• Job: Starting at the beginning of the entries and ending at the line containing "[[390, 462]]", both inclusive, reproduce those lines with "undercarriage" substituted for "landing gear" and everything else unchanged.

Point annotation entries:

-*-*-

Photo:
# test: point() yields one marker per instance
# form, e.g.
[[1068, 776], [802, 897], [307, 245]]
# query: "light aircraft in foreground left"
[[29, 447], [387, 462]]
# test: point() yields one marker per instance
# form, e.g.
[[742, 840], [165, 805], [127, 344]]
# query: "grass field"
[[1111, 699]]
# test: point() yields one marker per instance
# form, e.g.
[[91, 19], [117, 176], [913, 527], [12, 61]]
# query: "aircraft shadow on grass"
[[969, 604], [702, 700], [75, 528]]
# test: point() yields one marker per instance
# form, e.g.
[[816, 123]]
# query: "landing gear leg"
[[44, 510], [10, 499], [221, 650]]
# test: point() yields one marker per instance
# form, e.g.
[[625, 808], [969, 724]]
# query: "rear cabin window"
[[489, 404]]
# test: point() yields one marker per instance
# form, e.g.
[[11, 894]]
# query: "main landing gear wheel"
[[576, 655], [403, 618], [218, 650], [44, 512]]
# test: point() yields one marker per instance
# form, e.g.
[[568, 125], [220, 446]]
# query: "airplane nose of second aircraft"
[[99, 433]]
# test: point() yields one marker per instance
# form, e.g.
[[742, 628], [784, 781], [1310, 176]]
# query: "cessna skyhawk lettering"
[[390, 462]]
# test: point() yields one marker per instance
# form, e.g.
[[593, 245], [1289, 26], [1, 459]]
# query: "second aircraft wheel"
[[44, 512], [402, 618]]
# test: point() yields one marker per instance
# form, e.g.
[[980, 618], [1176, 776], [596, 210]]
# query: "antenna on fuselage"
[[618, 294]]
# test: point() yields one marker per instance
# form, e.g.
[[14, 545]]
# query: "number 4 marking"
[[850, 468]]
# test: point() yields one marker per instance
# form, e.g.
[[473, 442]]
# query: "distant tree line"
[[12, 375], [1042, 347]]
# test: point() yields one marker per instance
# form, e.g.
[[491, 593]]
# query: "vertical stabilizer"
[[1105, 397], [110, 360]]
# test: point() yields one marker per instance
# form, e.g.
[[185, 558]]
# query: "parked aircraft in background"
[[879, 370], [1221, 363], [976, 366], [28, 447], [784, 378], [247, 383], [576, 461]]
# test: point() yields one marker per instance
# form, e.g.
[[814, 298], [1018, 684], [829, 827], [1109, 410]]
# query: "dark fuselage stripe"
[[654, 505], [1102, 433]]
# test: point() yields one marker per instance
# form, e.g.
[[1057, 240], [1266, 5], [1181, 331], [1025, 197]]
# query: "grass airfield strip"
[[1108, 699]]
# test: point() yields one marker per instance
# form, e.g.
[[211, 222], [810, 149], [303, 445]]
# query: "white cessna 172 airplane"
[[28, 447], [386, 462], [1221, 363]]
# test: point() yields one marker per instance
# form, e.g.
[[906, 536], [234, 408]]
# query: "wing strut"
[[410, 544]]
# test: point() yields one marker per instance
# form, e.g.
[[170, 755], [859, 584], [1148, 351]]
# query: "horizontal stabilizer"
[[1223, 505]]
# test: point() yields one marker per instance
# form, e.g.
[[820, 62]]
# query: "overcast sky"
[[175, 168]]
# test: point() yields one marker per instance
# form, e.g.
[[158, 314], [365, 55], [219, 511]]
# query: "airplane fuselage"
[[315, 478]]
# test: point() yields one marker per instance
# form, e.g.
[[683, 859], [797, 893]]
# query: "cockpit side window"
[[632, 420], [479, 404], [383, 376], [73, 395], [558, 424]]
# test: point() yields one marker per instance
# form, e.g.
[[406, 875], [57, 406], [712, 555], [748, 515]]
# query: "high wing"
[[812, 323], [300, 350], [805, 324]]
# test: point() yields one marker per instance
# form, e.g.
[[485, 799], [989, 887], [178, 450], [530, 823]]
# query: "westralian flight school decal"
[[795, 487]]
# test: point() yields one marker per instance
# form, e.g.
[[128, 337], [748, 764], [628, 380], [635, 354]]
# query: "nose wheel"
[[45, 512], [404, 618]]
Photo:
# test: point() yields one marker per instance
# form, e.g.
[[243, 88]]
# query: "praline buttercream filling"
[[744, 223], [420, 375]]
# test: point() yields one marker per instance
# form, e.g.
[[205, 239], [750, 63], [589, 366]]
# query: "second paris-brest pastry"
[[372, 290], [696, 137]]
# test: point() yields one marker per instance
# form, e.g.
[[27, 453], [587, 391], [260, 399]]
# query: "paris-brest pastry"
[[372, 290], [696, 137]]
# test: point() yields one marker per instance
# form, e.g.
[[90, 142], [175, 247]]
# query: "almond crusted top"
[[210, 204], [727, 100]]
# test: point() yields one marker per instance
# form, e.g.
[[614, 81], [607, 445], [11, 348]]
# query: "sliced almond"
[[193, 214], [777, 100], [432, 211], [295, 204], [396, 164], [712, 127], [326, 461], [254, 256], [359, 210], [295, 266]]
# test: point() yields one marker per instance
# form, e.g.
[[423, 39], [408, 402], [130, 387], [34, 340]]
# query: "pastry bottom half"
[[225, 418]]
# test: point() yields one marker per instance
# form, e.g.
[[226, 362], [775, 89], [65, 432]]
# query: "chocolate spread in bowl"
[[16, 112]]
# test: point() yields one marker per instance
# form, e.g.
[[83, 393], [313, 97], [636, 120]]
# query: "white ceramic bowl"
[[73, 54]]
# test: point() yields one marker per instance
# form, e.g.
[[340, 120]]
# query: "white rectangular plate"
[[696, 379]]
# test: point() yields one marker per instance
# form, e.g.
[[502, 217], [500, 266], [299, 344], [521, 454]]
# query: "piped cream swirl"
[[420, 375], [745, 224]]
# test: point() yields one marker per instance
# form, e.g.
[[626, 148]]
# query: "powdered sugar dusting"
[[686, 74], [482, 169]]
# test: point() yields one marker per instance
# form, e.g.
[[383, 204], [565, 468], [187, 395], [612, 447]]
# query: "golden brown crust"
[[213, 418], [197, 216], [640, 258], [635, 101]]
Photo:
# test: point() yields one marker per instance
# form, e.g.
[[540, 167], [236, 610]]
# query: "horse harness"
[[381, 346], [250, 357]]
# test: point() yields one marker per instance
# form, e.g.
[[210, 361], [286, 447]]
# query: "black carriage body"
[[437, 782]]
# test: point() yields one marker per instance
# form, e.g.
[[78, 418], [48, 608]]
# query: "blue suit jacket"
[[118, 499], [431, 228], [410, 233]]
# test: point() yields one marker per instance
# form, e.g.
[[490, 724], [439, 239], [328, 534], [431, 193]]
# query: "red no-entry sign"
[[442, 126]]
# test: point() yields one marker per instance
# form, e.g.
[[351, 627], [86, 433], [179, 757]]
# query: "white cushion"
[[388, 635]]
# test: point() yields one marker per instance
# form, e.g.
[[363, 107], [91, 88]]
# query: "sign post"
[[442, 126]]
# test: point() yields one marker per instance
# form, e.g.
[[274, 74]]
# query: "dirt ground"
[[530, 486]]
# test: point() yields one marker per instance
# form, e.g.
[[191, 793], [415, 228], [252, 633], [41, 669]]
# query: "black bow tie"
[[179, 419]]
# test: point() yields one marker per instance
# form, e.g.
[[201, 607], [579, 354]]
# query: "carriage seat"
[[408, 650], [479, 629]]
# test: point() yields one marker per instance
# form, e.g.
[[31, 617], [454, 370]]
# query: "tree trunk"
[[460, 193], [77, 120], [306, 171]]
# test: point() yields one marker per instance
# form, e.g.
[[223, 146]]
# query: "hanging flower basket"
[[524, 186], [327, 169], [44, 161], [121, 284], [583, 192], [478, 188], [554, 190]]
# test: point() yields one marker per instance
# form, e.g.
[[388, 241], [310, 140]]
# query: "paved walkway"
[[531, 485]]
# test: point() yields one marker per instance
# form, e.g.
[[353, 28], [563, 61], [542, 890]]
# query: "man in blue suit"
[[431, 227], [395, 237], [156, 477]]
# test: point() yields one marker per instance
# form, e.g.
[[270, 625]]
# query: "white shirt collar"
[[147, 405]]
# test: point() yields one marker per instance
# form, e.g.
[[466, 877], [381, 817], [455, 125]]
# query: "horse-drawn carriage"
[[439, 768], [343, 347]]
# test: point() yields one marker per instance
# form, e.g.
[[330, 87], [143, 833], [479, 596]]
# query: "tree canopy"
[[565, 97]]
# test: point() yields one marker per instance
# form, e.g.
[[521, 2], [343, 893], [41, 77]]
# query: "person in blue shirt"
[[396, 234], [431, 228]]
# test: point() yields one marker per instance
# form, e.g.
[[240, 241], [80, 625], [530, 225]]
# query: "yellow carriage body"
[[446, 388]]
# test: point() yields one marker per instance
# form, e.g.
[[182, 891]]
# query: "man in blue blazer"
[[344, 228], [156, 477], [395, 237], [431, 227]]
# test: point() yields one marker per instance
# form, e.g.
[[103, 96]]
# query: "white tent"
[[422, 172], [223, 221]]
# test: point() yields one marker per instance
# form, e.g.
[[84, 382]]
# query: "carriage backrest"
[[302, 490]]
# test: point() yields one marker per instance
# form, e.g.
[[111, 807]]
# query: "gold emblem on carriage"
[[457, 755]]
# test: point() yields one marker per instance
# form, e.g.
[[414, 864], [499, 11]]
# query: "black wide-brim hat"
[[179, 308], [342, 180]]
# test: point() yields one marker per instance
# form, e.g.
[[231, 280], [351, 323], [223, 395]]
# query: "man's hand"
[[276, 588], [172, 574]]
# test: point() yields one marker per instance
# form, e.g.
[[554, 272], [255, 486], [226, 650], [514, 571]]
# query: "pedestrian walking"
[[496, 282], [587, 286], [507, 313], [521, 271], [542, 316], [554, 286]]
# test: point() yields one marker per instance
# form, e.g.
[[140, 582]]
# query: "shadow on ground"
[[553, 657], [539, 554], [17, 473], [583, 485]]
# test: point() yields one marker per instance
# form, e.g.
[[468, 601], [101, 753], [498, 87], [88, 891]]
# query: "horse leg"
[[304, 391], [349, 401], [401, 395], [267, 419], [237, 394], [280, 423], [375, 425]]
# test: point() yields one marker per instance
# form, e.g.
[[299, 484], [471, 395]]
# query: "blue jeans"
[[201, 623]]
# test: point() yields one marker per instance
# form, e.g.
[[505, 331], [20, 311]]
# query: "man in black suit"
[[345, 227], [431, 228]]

-*-*-

• Answer to this task:
Photo:
# test: point() yields one marker per instance
# form, e.g.
[[1068, 776], [802, 897], [307, 245]]
# query: "light aircraft in foreground left"
[[29, 447], [387, 462]]
# test: point() yields one marker per instance
# form, e.g.
[[742, 840], [165, 805], [127, 344]]
# query: "grass field"
[[1111, 699]]
# test: point() yields one marker per instance
# form, e.g.
[[91, 19], [117, 176], [913, 527], [12, 61]]
# query: "aircraft shadow on grass"
[[969, 604], [702, 700], [75, 528]]
# test: point() yields one marker per instance
# form, e.g.
[[816, 123]]
# query: "undercarriage leg"
[[44, 510], [10, 499], [221, 650]]
# test: point() yields one marker per instance
# form, e.g.
[[625, 808], [969, 724]]
# query: "rear cabin window"
[[489, 404]]
# test: point() yields one marker per instance
# form, e.g.
[[11, 894]]
# query: "main undercarriage wheel"
[[576, 655], [403, 618], [218, 650], [44, 512]]
# test: point() yields one marker per instance
# form, e.g.
[[568, 125], [220, 446]]
# query: "airplane nose of second aircraft"
[[99, 433]]
# test: point() yields one marker per instance
# form, e.g.
[[742, 628], [784, 781], [1310, 176]]
# query: "cessna skyhawk lettering"
[[390, 462]]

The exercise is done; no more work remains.